■ INSTRUCTIONS TO FOLLOW ■
Each line of the material must be reproduced exactly; pictures stay out.

■ INFORMATION ■
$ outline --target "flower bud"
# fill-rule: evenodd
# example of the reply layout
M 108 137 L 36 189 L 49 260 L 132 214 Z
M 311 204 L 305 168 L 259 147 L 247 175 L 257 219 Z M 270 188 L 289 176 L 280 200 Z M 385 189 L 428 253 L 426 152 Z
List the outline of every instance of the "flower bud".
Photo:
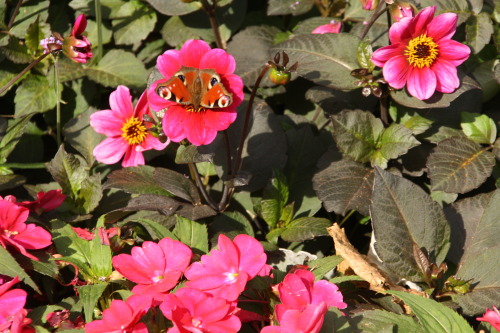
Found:
M 340 21 L 335 21 L 331 20 L 330 23 L 328 24 L 323 24 L 320 25 L 319 27 L 316 27 L 312 33 L 313 34 L 338 34 L 340 32 L 340 29 L 342 28 L 342 22 Z
M 87 19 L 81 14 L 75 21 L 71 34 L 63 40 L 63 52 L 71 60 L 86 63 L 92 58 L 90 41 L 82 33 L 87 27 Z
M 290 82 L 292 74 L 285 70 L 279 68 L 271 68 L 271 72 L 269 73 L 269 79 L 274 84 L 285 85 Z
M 374 10 L 378 6 L 379 0 L 360 0 L 364 10 Z
M 395 22 L 399 22 L 403 17 L 413 17 L 417 12 L 417 8 L 406 1 L 396 1 L 389 6 L 389 12 Z

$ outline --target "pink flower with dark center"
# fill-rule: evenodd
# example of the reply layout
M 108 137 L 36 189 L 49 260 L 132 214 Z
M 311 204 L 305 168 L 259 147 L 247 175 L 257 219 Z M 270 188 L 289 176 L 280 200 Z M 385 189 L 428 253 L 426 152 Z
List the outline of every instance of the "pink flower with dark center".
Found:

■ EXERCISE RESULT ■
$ outline --target "flower bud"
# fill-rule: evenodd
# example of the reply layout
M 108 137 L 36 189 L 49 260 L 132 214 Z
M 311 204 L 305 168 L 259 147 L 247 175 L 257 219 Z M 270 188 L 289 176 L 280 200 Z M 385 189 L 428 253 L 426 152 Z
List the outline of every instance of the "flower bud".
Photo:
Found:
M 340 21 L 335 21 L 331 20 L 330 23 L 328 24 L 323 24 L 320 25 L 319 27 L 316 27 L 312 33 L 313 34 L 338 34 L 340 32 L 340 29 L 342 28 L 342 22 Z
M 87 19 L 81 14 L 75 21 L 71 34 L 63 40 L 63 52 L 71 60 L 86 63 L 92 58 L 90 41 L 82 33 L 87 27 Z
M 290 82 L 292 74 L 285 70 L 279 68 L 271 68 L 271 72 L 269 73 L 269 79 L 274 84 L 285 85 Z
M 374 10 L 378 6 L 379 0 L 360 0 L 364 10 Z
M 395 22 L 399 22 L 403 17 L 413 17 L 417 12 L 417 8 L 406 1 L 396 1 L 389 6 L 389 12 Z

$ outline --target "pink flower with dark center"
# fill-rule: evenodd
# example of the reply layout
M 108 137 L 36 189 L 49 260 L 132 214 Z
M 311 204 L 305 168 L 259 147 L 247 175 L 257 219 Z M 270 188 L 289 176 L 280 200 Z M 385 189 L 428 253 L 426 152 Z
List the outline of every instance of the "pink flower with dark center".
Found:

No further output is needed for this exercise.